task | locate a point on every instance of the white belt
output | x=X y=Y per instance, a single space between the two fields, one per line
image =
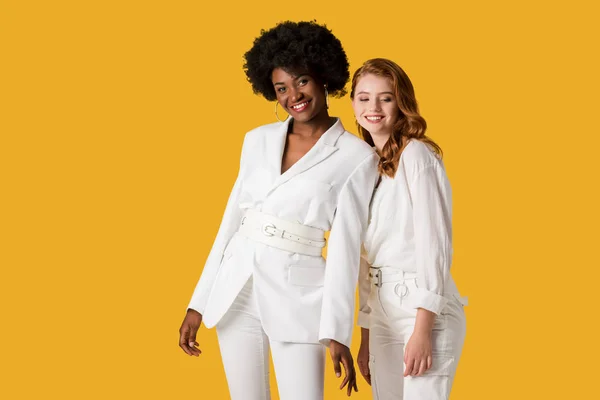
x=381 y=275
x=282 y=234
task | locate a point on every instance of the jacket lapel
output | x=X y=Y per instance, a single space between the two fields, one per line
x=275 y=144
x=325 y=147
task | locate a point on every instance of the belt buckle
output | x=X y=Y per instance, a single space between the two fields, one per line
x=377 y=281
x=264 y=229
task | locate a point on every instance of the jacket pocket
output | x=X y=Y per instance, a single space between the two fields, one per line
x=306 y=276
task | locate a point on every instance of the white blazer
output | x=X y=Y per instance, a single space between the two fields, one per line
x=302 y=299
x=410 y=228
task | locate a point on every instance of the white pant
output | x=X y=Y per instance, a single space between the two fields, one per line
x=390 y=326
x=299 y=367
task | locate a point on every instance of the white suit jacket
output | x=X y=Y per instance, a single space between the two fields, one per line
x=303 y=299
x=410 y=228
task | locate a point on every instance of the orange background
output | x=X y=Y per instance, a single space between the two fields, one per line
x=121 y=124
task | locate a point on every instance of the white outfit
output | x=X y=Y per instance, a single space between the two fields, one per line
x=245 y=352
x=408 y=253
x=300 y=298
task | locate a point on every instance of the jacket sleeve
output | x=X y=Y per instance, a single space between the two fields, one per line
x=343 y=253
x=364 y=290
x=229 y=225
x=432 y=220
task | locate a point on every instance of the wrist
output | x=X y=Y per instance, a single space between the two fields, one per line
x=364 y=336
x=422 y=331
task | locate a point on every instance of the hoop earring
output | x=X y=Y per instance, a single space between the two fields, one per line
x=277 y=115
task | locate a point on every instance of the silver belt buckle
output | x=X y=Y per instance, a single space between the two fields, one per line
x=376 y=279
x=264 y=229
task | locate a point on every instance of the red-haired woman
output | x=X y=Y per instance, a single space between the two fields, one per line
x=412 y=318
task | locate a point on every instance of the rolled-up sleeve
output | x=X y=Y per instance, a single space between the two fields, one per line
x=432 y=213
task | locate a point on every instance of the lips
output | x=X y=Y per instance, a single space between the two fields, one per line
x=299 y=107
x=374 y=119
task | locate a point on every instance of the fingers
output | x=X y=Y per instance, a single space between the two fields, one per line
x=350 y=378
x=363 y=367
x=347 y=376
x=187 y=340
x=337 y=368
x=193 y=344
x=183 y=339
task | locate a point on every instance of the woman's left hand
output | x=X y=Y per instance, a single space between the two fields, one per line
x=417 y=354
x=340 y=354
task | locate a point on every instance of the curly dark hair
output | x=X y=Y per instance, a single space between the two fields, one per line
x=297 y=47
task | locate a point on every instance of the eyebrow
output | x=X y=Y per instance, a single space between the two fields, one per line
x=296 y=78
x=363 y=92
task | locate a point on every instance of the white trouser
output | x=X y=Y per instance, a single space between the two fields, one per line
x=299 y=367
x=390 y=326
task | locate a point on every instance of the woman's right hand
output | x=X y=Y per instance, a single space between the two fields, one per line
x=187 y=332
x=363 y=356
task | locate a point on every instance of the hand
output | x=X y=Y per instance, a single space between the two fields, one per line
x=363 y=362
x=339 y=352
x=187 y=332
x=417 y=354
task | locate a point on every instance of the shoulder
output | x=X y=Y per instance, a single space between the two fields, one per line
x=350 y=142
x=418 y=155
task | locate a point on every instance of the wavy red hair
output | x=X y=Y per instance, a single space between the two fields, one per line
x=410 y=124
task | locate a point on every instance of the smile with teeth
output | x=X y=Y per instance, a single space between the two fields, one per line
x=300 y=107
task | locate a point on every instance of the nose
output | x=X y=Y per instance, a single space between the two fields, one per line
x=374 y=105
x=295 y=95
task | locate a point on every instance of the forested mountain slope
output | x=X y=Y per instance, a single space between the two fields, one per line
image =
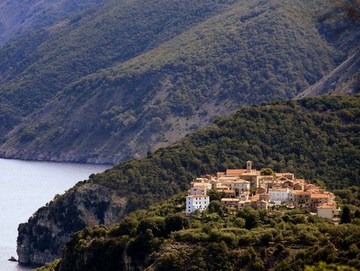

Task objective:
Quote every line of the records above verbatim, from the first to the last, and leave the pictures out of your answer.

Answer to this problem:
task | locate a point on every instance of the white belt
output | x=X y=Y per instance, a single space between the two fields, one per line
image =
x=381 y=275
x=282 y=234
task | locate a point on every instance of the jacket lapel
output | x=X y=Y per instance, a single space between the two fields, one per line
x=275 y=144
x=325 y=147
task | locate a point on every instance of the belt buckle
output | x=X y=Y per instance, a single space between the two fields, one per line
x=377 y=281
x=264 y=229
task | locate a point on every instance of the jacket pocket
output | x=X y=Y per instance, a single space between the two fields, one per line
x=306 y=276
task | locate a point on every instance of the white blazer
output | x=X y=Y per instance, a single space between the two fields, one per line
x=302 y=299
x=410 y=228
task | locate a point on every instance of the white pant
output | x=X y=Y per instance, a single space between the two fields, one per line
x=390 y=326
x=299 y=367
task | locate a point on every instance of the white suit jacket
output | x=X y=Y per instance, a single space between the two fields, one per line
x=303 y=299
x=410 y=228
task | locate a point on every instance of the orange background
output | x=X y=Y per instance, a single space between the two fields, one per line
x=121 y=124
task | locate a point on every instance of the white outfit
output | x=X y=Y per instance, a single space between the two fields, one per line
x=245 y=352
x=408 y=253
x=300 y=298
task | locate a point on every instance of the jacket sleeve
output | x=X y=Y per instance, a single space between the two fields, one per line
x=343 y=253
x=364 y=290
x=229 y=225
x=432 y=220
task | locate a point on every instance of the wrist
output | x=X y=Y per instance, a single space between the two fields, one per line
x=364 y=336
x=422 y=331
task | locate a point on every instance of the hoop earring
output | x=X y=Y per instance, a single space between the two fields, one per line
x=277 y=115
task | locate a point on every instance of the silver belt buckle
output | x=X y=Y per instance, a single space between the two fields, one per line
x=376 y=279
x=264 y=229
task | locate a point on every instance of the red-haired woman
output | x=X y=Y per instance, a single space between the two fields, one per line
x=412 y=318
task | locate a point on every instance of the rolled-up sleeve
output | x=X y=Y per instance, a single space between the two fields, one per line
x=432 y=213
task | locate a point on every instance of the lips
output | x=X y=Y per instance, a single space between the two fields, one per line
x=299 y=107
x=374 y=119
task | locate a point on every instance of the fingers
output | x=X y=Y per instance, a single space between the two fields, one per line
x=350 y=378
x=363 y=367
x=347 y=376
x=187 y=340
x=337 y=368
x=193 y=344
x=183 y=339
task | locate a point on every instance of the woman's left hand
output | x=X y=Y per instance, a single space between the two fields, one per line
x=417 y=354
x=340 y=354
task | locate a point on every instance of the curly dark hair
output | x=X y=Y per instance, a single space between the two fields, one per line
x=297 y=47
task | locate a point on every instance of the eyebrow
output | x=X y=Y per instance, a single space between the two fields, one per line
x=296 y=78
x=363 y=92
task | locate a point on every instance of the white trouser
output | x=X y=Y per instance, a single space between the two fields, one per line
x=299 y=367
x=390 y=326
task | locate a point on every instance of the woman's right hand
output | x=X y=Y per instance, a single space between the two fields, one per line
x=187 y=332
x=363 y=356
task | locate a point on every instance of the hand
output | x=X y=Y per instance, a single space between the two fields, one per line
x=363 y=362
x=339 y=352
x=187 y=332
x=417 y=354
task | locate a point on every instance of the shoulder
output | x=X y=Y per instance, a single space between the two fields, one per line
x=350 y=142
x=418 y=155
task | locate a point on every instance of the wavy red hair
output | x=X y=Y per instance, a single space between the two fields, one per line
x=410 y=124
task | locate a point on every instance of the smile with teeth
output | x=X y=Y per instance, a single space between the two fields, one per line
x=300 y=107
task | locate a point on every instance of the nose
output | x=X y=Y per instance, a single space between the two fields, one per line
x=374 y=105
x=295 y=95
task | locate a point on every instance of the forested mountain slope
output | x=X y=Y per instance, a single space between the two fields, one per line
image =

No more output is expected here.